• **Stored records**
══════════════════════════════

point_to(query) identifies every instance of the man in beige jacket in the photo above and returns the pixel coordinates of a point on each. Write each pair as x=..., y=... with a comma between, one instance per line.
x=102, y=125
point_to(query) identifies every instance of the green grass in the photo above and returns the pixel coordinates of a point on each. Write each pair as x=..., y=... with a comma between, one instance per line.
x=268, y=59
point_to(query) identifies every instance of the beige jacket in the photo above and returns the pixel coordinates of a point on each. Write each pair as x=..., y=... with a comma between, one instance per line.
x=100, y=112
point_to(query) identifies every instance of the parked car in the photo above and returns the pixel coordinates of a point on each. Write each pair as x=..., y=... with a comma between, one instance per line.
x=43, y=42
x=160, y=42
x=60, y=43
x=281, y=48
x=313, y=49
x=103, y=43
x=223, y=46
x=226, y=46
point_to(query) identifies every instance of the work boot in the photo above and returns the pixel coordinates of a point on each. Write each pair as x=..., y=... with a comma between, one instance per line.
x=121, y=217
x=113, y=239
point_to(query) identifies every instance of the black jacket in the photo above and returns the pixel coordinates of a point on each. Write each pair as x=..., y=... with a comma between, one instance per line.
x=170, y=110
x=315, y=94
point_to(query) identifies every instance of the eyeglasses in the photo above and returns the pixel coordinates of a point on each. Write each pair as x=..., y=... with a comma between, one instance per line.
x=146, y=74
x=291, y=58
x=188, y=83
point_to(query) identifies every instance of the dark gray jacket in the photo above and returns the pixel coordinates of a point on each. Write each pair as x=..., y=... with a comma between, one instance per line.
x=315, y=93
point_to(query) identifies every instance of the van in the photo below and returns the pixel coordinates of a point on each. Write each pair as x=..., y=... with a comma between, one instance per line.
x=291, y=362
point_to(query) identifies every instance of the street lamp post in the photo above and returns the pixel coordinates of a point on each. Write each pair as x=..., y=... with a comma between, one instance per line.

══════════════════════════════

• **Task instructions**
Write out the listing above again, swapping "beige jacket" for "tan jacket" at every occurrence and leaving everything else as it is.

• **Answer to this exercise**
point_to(query) identifies every instance of the man in tan jacket in the photo above and returns the pixel coordinates of a point on each. Write each pair as x=..., y=... with a comma between, one instance per line.
x=102, y=125
point_to(query) identifies every instance of the green grass in the photo above and returns the pixel coordinates of a point on each. Write each pair as x=..., y=... with a comma between, one instance per line.
x=268, y=59
point_to(query) identifies every instance of the tan jacket in the photo above and returns the pixel coordinates of a point on each. Write each pair as x=..., y=... with a comma between, one instance per line.
x=100, y=112
point_to(query) identifies every instance of the parked car in the photo above and returns the pixel coordinates of a point on each. Write each pair as x=..., y=... with a comma between, one instance per line.
x=43, y=42
x=160, y=42
x=60, y=43
x=281, y=48
x=313, y=49
x=103, y=43
x=223, y=46
x=226, y=46
point_to(query) identifies every instance of the work boot in the photo above and returns the pixel coordinates of a point on each. Write each pair as x=..., y=... with a comma between, one instance per line.
x=121, y=217
x=113, y=239
point_to(query) identifies every instance of the black jacket in the photo above and returns the pixel coordinates of a point on each. Write each pair as x=..., y=... with a comma between, one instance per line.
x=170, y=110
x=315, y=94
point_to(query) identifies every instance of the eyeglasses in the photo above and returns the pixel coordinates of a point on each. Write each pair as x=..., y=... with a comma between, one instance per line.
x=146, y=74
x=291, y=58
x=188, y=83
point_to(query) identifies every instance of the dark gray jacket in the photo above and returns the pixel coordinates of a point on each. Write each pair as x=..., y=... with a comma between, one instance per line.
x=315, y=93
point_to(query) identifies every instance of the van in the photo below and returns the pixel coordinates of a point on each. Write each pair as x=..., y=... with a comma between, one instance per line.
x=291, y=362
point_to(query) identifies every instance of the street lamp post in the photo above and returns the pixel coordinates of a point on each. Write each pair as x=..., y=... with a comma between, one instance per line.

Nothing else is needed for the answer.